**WORK INSTRUCTIONS**
Nothing in the records may be altered. Repeat them in full.

**MATERIAL FOR THIS EXERCISE**

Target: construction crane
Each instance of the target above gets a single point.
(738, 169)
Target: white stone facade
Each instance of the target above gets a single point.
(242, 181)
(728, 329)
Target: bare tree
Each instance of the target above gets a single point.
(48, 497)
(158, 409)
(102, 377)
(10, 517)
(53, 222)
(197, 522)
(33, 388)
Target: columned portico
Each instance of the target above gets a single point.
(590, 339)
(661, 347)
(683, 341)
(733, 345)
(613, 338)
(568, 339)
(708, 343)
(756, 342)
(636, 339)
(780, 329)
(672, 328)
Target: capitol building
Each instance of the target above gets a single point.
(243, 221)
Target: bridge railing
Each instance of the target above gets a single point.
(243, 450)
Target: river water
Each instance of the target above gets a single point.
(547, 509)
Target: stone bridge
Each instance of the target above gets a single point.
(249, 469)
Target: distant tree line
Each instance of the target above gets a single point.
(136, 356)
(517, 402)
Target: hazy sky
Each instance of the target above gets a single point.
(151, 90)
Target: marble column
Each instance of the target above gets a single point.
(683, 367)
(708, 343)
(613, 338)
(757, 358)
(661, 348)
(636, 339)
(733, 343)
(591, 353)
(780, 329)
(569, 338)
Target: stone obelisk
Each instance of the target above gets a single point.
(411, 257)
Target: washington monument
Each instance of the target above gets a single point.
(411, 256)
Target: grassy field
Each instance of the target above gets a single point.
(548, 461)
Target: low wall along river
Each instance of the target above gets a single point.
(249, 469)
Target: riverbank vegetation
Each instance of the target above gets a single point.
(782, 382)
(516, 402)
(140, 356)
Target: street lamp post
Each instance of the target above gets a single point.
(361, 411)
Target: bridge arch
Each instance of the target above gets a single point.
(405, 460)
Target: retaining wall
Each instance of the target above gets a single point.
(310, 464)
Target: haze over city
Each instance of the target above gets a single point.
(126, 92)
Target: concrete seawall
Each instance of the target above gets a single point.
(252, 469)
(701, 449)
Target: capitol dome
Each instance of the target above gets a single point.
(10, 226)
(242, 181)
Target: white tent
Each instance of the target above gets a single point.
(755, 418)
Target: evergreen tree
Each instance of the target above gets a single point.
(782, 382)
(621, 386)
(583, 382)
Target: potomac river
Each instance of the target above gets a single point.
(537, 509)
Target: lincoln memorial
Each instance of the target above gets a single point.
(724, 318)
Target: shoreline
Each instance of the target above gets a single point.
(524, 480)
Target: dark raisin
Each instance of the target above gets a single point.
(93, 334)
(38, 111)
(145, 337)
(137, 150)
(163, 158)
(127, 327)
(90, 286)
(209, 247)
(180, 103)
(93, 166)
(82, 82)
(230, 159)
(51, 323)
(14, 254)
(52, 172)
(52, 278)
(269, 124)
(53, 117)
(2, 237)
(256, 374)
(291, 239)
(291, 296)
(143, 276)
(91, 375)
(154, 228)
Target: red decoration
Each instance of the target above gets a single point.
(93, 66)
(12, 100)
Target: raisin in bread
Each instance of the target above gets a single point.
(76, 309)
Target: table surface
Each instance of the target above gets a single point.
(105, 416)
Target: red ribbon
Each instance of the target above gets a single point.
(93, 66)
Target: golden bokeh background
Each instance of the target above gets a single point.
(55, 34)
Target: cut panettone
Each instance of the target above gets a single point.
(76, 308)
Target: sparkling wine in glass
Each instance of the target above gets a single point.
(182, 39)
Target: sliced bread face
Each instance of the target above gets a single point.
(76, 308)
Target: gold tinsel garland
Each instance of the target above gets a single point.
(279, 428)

**WRITTEN ANSWER**
Target: construction crane
Each instance of the target above gets a single point.
(738, 169)
Target: white stone facade
Each instance of the target above gets a single point.
(242, 181)
(728, 329)
Target: bare tree
Each instance of the target above gets a single point.
(48, 497)
(158, 409)
(102, 377)
(10, 517)
(53, 222)
(197, 522)
(33, 388)
Target: columned portico
Each instance of the target above gets a single point.
(590, 339)
(661, 347)
(683, 341)
(733, 345)
(613, 338)
(568, 339)
(708, 343)
(756, 342)
(636, 339)
(780, 329)
(672, 328)
Target: capitol building
Each instance of the target above gets a single point.
(243, 221)
Target: bridge railing
Each instance of the target above gets a single point.
(243, 450)
Target: river water
Each instance of the target above gets a single point.
(547, 509)
Target: stone bridge
Each instance of the target above gets a single point.
(249, 469)
Target: distant tree line
Each instance of the target above gets a single point.
(136, 356)
(517, 402)
Target: hazy sky
Each instance of the target above gets a single point.
(151, 90)
Target: marble column
Each instance of the target above gets a single point.
(683, 367)
(708, 343)
(613, 338)
(757, 358)
(661, 348)
(636, 339)
(733, 343)
(591, 353)
(780, 329)
(569, 338)
Target: stone obelisk
Each instance of the target above gets a single point.
(411, 257)
Target: washington monument
Each instance of the target above gets a single point.
(411, 256)
Target: grassy field
Each instance of the target above gets a single point.
(548, 461)
Target: low wall along river
Each instance of the target above gets a single point.
(249, 469)
Target: riverbank vegetation
Each instance of the target above gets a single point.
(782, 382)
(516, 402)
(140, 356)
Target: street lamp post
Each instance of the target above gets a single point.
(361, 411)
Target: bridge arch
Each instance of the target above gets a single point.
(405, 460)
Target: retaining wall
Each instance of the target above gets a single point.
(310, 464)
Target: haze over city
Each instance of the target above gets a single point.
(126, 92)
Target: concrete seawall
Each instance of the target above gets a single point.
(252, 469)
(701, 449)
Target: capitol dome
Each instance of the target above gets a single point.
(10, 226)
(242, 181)
Target: white tent
Each instance of the target above gets a single point.
(755, 418)
Target: evergreen tree
Each instance of the target above gets a single point.
(782, 382)
(621, 386)
(583, 382)
Target: potomac river
Each instance of the target above gets a single point.
(537, 509)
Target: lincoln memorial
Each instance of the target above gets a single point.
(724, 318)
Target: shoreline
Each instance of the target above gets a single point.
(524, 480)
Target: dark raisin
Each instance of the target above gets a single point.
(93, 334)
(38, 111)
(145, 337)
(137, 150)
(163, 158)
(127, 327)
(90, 286)
(209, 247)
(180, 103)
(93, 166)
(82, 82)
(230, 159)
(51, 323)
(14, 254)
(52, 172)
(52, 278)
(269, 124)
(53, 117)
(2, 237)
(256, 374)
(291, 239)
(291, 296)
(143, 276)
(91, 375)
(154, 228)
Target: red decoration
Each instance of the target above gets a single point.
(93, 66)
(12, 100)
Target: raisin in bread
Each instance of the target above gets a single point.
(76, 309)
Target: table surface
Each instance of the target above gets a single point.
(105, 416)
Target: red ribbon
Each instance of the target above gets a single point.
(93, 66)
Target: golden bokeh background
Each instance of the target above gets a single point.
(55, 34)
Target: cut panettone
Each instance of the target above gets a single point.
(76, 308)
Target: sparkling wine in glass
Each instance of the target above gets a single point.
(182, 39)
Target: sliced bread face
Each instance of the target above gets a single point.
(76, 308)
Target: gold tinsel garland
Each instance of the target above gets a single point.
(279, 428)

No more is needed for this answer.